— Verilen metin —
- - -
ABD'nin Afganistan fiyaskosu ve Türkiye'nin Seçenekleri
Afganistan İçişleri Bakanlığı, “Taliban militanlarının her yönden başkent Kabil'e girmeye başladığını ve yönetimin devri için müzakerelere başlanacağını” duyurdu. Bu haberle dünya şoka uğradı….
ABD gitmeden Taliban geldi.
Afganistan İçişleri Bakanlığı, “Taliban militanlarının her yönden başkent Kabil'e girmeye başladığını ve yönetimin devri için müzakerelere başlanacağını” duyurdu. Bu haberle dünya şoka uğradı….
Associated Press (AP) haber ajansına göre, bir Afgan yetkili, Taliban müzakerecilerinin, iktidarın 'devri' için hazırlık amacıyla Cumhurbaşkanlığı sarayına gideceğini söyledi. Afgan Tolo News, mevcut Cumhurbaşkanı Eşref Gani'nin ülkeyi terk ettiğini duyurdu. Resmi yetkililer ise, Gani'nin kuzeydeki komşu ülke Tacikistan'a gittiğini söyledi…
Neredeyse Afganistan’ın tamamı 2001 yılında yönetim erk yetkileri ABD tarafından elinden alınan Taliban, 20 yıl sonra tekrar ülkenin yönetimini güle oynaya aldı, bir bakıma ABD’nin hediyesi olarak, Afgan resmi güçlerinin yılgınlığının ve yenilgisinin bir sonucu olarak.
- - -
— Yapmanız gereken —
Taliban'ın Kabil'e girişini anlatan metinde "ABD'nin Afganistan fiyaskosu" ile "gitmeden Taliban geldi." arasındaki bölümü, bu iki ifade de dahil olmak üzere hiç değiştirmeden kopyalayın.

— Maddeler —
- - -
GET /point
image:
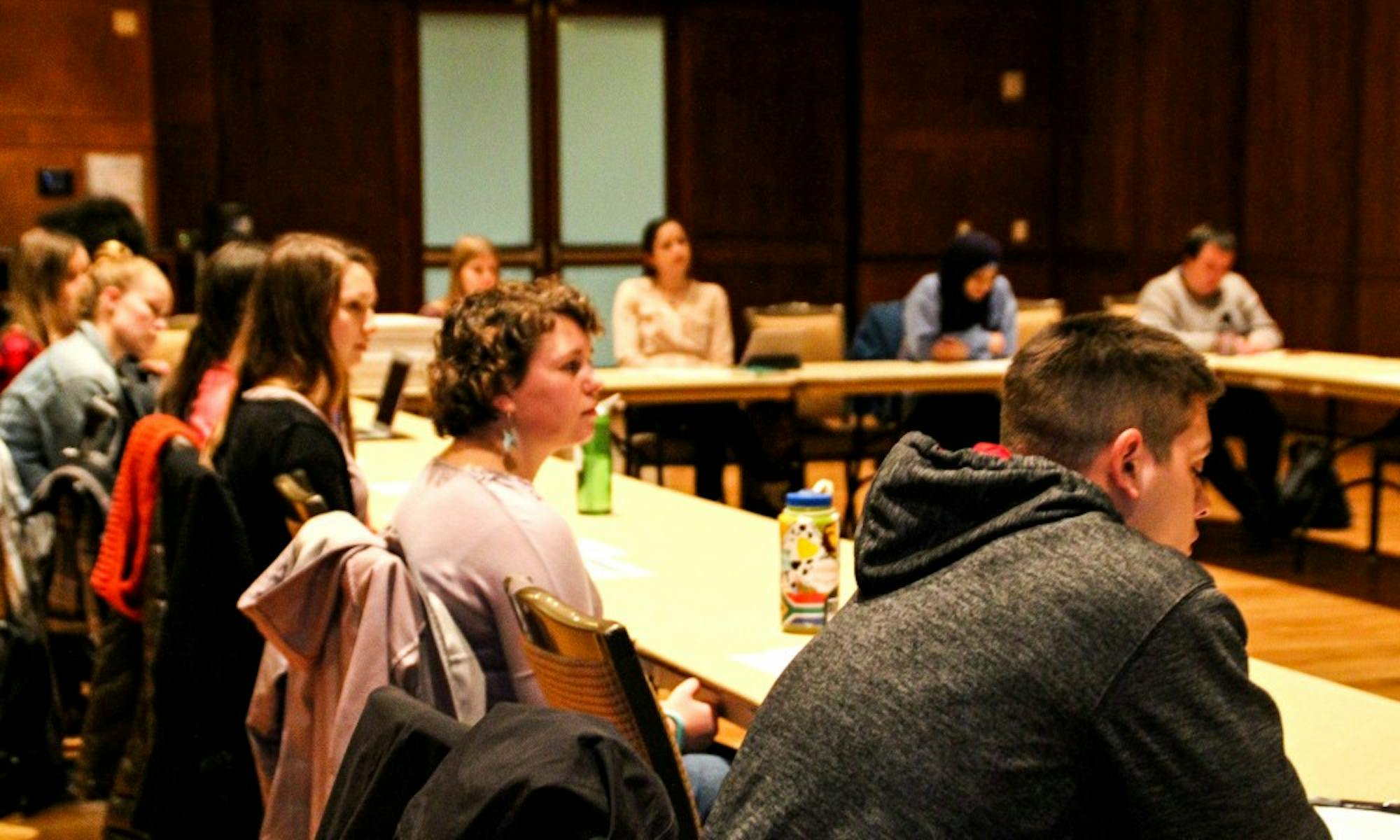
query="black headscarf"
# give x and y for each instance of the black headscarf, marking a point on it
(964, 257)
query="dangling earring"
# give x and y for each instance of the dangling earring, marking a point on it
(510, 440)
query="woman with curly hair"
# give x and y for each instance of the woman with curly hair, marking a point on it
(310, 320)
(512, 383)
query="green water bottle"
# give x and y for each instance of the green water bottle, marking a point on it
(596, 468)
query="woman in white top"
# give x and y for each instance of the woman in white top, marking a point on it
(667, 318)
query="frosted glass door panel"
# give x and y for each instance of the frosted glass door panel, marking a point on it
(612, 127)
(435, 279)
(601, 284)
(475, 97)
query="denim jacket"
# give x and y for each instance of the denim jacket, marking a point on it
(43, 410)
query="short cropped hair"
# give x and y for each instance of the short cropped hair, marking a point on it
(41, 270)
(1082, 382)
(486, 344)
(1208, 234)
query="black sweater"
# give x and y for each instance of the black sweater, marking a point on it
(265, 439)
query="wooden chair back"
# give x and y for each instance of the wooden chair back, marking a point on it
(590, 666)
(1034, 316)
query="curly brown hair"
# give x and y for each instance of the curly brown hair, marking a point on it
(486, 345)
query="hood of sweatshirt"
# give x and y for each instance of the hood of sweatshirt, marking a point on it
(929, 509)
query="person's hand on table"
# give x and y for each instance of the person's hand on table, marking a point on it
(696, 716)
(1247, 346)
(950, 349)
(156, 366)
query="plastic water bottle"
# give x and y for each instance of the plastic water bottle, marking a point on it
(596, 468)
(810, 566)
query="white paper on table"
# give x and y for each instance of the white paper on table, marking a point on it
(391, 489)
(771, 662)
(606, 562)
(118, 176)
(1356, 824)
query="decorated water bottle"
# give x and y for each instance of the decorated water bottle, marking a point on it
(810, 572)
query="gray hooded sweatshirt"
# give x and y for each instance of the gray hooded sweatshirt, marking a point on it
(1017, 664)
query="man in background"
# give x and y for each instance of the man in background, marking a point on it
(1214, 310)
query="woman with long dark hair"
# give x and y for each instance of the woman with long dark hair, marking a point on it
(202, 386)
(310, 318)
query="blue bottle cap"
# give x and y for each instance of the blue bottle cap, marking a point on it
(808, 498)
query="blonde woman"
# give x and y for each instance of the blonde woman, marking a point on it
(50, 290)
(474, 268)
(43, 411)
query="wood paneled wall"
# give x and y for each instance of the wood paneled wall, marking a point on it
(69, 86)
(820, 150)
(303, 110)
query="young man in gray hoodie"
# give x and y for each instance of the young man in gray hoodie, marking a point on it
(1032, 653)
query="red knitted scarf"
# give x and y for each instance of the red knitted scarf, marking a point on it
(121, 561)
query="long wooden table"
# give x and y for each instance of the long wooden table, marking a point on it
(1311, 373)
(1315, 373)
(696, 584)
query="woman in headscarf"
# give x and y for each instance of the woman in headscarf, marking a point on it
(964, 312)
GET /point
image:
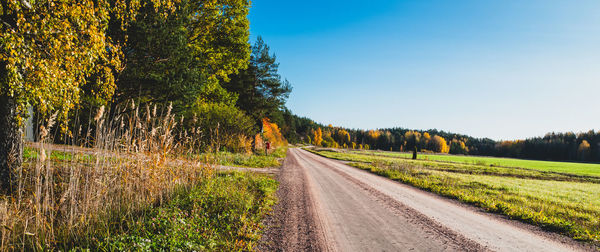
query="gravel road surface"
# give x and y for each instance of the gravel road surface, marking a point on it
(326, 205)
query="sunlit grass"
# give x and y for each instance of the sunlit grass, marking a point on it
(253, 160)
(567, 167)
(561, 202)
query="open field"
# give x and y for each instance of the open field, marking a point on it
(566, 167)
(562, 202)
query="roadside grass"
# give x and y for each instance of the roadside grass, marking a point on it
(223, 213)
(565, 167)
(559, 202)
(252, 160)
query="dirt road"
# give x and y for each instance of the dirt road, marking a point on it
(328, 206)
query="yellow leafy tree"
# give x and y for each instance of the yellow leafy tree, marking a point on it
(318, 137)
(48, 50)
(439, 144)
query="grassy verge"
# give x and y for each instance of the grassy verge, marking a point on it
(222, 213)
(253, 160)
(564, 203)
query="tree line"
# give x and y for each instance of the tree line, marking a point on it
(68, 60)
(584, 146)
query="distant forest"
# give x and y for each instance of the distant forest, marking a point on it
(568, 146)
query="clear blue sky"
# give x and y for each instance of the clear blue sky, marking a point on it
(507, 69)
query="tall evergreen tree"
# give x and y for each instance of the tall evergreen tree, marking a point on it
(262, 92)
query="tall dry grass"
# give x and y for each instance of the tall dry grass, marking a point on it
(70, 195)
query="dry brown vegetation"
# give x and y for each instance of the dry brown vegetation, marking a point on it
(73, 195)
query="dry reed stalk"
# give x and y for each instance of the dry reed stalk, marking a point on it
(81, 192)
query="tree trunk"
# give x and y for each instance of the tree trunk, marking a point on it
(11, 143)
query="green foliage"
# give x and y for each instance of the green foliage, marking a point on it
(262, 92)
(223, 213)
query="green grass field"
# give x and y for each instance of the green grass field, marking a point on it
(553, 197)
(567, 167)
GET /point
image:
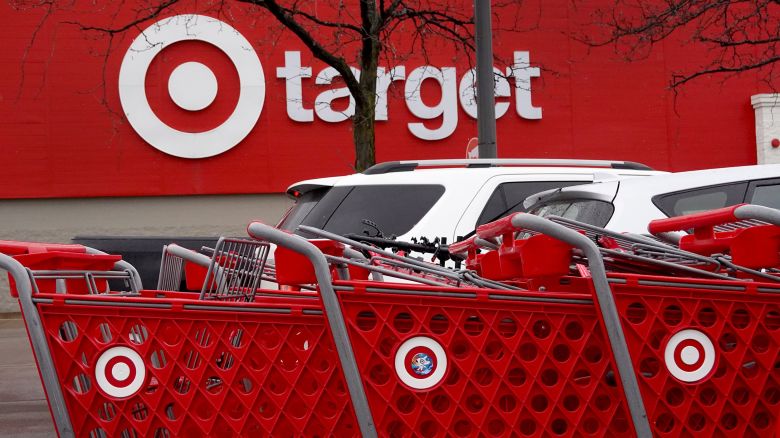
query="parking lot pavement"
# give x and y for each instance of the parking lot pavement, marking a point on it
(23, 408)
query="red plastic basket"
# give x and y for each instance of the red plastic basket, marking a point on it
(209, 370)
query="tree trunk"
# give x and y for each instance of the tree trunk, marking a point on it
(365, 103)
(363, 129)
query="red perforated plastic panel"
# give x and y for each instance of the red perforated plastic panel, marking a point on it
(520, 368)
(203, 373)
(708, 361)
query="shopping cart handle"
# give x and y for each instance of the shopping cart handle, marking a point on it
(695, 220)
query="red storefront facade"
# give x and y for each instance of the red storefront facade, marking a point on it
(222, 105)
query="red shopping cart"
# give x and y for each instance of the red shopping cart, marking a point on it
(537, 351)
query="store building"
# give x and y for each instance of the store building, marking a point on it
(197, 124)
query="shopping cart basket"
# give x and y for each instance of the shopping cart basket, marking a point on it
(587, 356)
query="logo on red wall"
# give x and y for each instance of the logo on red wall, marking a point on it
(192, 86)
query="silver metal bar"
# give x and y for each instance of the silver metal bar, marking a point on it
(357, 255)
(333, 312)
(758, 212)
(360, 245)
(237, 309)
(608, 308)
(485, 243)
(119, 304)
(676, 266)
(40, 347)
(388, 272)
(488, 284)
(402, 264)
(760, 274)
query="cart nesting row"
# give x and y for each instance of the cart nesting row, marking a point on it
(555, 328)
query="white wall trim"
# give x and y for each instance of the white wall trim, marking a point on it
(767, 111)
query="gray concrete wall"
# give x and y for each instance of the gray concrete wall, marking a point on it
(59, 220)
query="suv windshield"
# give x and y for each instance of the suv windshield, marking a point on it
(590, 211)
(395, 209)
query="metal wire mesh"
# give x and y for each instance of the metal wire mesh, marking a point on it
(171, 271)
(235, 271)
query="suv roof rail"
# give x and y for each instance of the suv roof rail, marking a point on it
(404, 166)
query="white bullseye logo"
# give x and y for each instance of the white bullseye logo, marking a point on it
(420, 362)
(689, 355)
(192, 86)
(120, 372)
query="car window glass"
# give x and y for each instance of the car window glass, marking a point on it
(302, 207)
(589, 211)
(702, 199)
(395, 209)
(508, 197)
(768, 196)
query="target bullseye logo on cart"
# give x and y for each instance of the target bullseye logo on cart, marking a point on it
(690, 355)
(120, 372)
(192, 86)
(420, 362)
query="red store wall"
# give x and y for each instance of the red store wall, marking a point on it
(64, 131)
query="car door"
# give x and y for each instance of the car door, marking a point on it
(504, 194)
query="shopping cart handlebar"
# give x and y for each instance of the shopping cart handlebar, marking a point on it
(525, 221)
(261, 231)
(188, 255)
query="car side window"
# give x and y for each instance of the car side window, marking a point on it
(764, 192)
(700, 199)
(508, 197)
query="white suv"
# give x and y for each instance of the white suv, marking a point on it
(440, 199)
(629, 205)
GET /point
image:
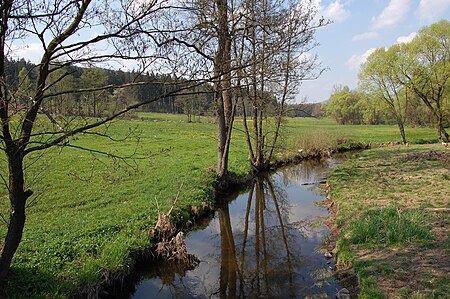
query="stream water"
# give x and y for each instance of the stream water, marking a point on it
(264, 243)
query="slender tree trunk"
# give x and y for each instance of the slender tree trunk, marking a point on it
(18, 197)
(221, 88)
(402, 131)
(441, 131)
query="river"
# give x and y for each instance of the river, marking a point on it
(264, 243)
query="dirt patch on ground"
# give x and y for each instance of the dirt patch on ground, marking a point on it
(430, 156)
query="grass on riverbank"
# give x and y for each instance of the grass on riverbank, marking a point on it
(390, 231)
(89, 212)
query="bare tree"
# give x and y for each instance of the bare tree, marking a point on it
(64, 30)
(279, 37)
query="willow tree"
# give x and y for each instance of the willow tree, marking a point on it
(64, 30)
(427, 70)
(381, 77)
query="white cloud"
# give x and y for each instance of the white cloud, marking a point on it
(406, 39)
(355, 61)
(31, 52)
(336, 12)
(391, 14)
(430, 10)
(365, 36)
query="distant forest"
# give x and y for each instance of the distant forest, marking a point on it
(22, 75)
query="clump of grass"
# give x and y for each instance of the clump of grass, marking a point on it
(390, 226)
(317, 141)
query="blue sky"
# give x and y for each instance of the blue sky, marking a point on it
(359, 27)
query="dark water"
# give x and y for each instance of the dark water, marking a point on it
(263, 244)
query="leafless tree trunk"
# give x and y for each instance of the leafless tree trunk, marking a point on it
(54, 23)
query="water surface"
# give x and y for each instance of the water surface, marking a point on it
(264, 243)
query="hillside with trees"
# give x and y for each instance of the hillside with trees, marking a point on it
(406, 85)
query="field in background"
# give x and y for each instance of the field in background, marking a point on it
(89, 211)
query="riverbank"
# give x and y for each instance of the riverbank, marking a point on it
(391, 220)
(90, 215)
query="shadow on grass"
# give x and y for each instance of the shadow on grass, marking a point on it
(31, 283)
(412, 271)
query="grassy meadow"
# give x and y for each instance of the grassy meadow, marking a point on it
(90, 212)
(392, 215)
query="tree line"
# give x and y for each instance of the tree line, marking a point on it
(407, 84)
(22, 75)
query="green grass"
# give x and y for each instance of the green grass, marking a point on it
(90, 212)
(386, 232)
(390, 226)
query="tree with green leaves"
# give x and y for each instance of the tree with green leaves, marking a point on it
(380, 77)
(425, 70)
(344, 106)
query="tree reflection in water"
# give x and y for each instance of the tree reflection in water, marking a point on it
(264, 255)
(260, 245)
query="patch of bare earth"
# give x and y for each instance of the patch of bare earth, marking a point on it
(430, 156)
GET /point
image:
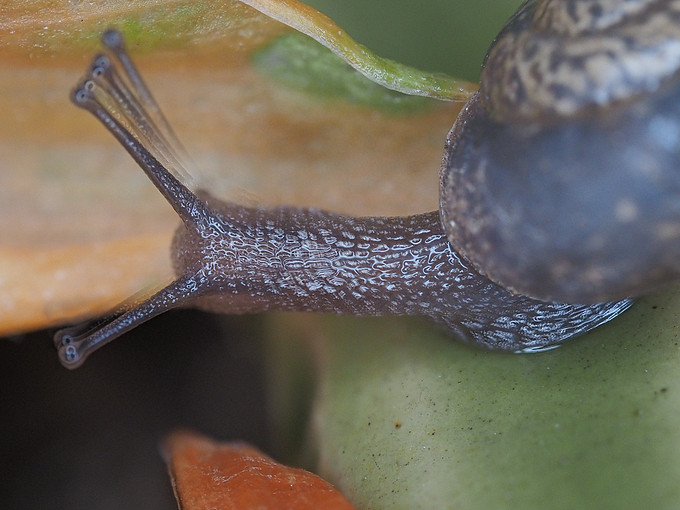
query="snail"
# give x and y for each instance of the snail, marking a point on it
(572, 94)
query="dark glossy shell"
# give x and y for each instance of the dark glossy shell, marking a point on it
(566, 186)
- - -
— Doğru cevap —
ABD'nin Afganistan fiyaskosu ve Türkiye'nin Seçenekleri
Afganistan İçişleri Bakanlığı, “Taliban militanlarının her yönden başkent Kabil'e girmeye başladığını ve yönetimin devri için müzakerelere başlanacağını” duyurdu. Bu haberle dünya şoka uğradı….
ABD gitmeden Taliban geldi.